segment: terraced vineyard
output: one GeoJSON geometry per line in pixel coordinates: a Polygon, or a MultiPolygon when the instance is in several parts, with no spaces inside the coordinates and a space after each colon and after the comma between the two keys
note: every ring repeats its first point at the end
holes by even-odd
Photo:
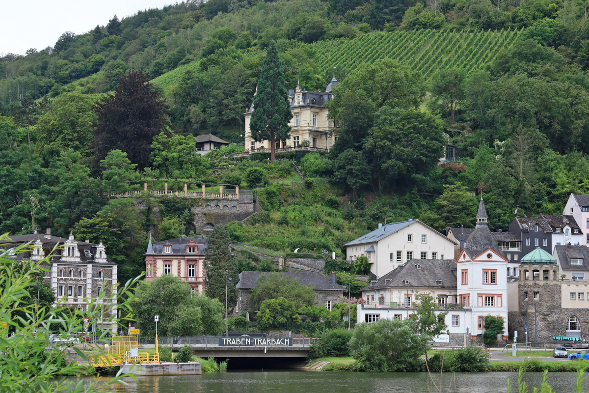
━━━━
Instructions to follow => Reproduce the data above line for line without changing any wording, and leave the pictures out.

Complete answer =>
segment: terraced vineyard
output: one GeoJSON geometry per line in pixel coordinates: a Polygon, or a MultiPolygon when the instance is in several parts, with no spaces inside the coordinates and a space after each colon and after the comma between the two keys
note: every ring repeats its first point at the end
holes by even-odd
Photo:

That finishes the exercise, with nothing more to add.